WHAT IS EXPECTED:
Search the material below for lines containing the string "Target", and copy every one you find.

INPUT FOR THIS TASK:
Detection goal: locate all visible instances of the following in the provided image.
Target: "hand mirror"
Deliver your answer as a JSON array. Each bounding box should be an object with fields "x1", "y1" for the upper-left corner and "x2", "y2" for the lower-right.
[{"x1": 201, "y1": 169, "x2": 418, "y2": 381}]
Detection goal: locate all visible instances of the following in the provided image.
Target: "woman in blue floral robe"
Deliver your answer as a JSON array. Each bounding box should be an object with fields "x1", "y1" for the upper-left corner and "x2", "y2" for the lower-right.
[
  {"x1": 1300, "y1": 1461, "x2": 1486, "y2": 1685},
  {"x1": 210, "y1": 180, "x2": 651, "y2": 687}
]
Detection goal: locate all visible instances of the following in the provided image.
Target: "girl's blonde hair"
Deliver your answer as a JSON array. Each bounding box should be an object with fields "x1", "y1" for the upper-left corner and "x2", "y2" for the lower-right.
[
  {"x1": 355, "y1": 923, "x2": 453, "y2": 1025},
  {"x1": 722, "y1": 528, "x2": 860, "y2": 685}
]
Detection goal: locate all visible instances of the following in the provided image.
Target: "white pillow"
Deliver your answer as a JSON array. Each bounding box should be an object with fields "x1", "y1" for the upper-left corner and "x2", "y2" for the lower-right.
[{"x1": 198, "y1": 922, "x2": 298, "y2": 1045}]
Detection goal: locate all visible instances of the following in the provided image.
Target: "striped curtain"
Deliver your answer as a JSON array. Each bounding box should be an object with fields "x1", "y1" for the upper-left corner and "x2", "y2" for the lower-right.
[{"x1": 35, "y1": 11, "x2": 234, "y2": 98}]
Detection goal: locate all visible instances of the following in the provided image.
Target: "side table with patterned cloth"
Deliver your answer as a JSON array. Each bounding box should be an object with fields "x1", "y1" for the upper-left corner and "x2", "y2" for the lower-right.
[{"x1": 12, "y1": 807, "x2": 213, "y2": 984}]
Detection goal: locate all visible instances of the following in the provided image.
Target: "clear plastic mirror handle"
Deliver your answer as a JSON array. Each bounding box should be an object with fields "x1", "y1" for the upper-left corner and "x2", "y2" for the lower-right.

SOLUTION TO THE PROBLEM:
Target: "hand mirror"
Target: "woman in blue floral robe"
Target: "girl's blonde hair"
Target: "white pillow"
Target: "striped curtain"
Target: "side table with patterned cloth"
Target: "clear plastic mirror handle"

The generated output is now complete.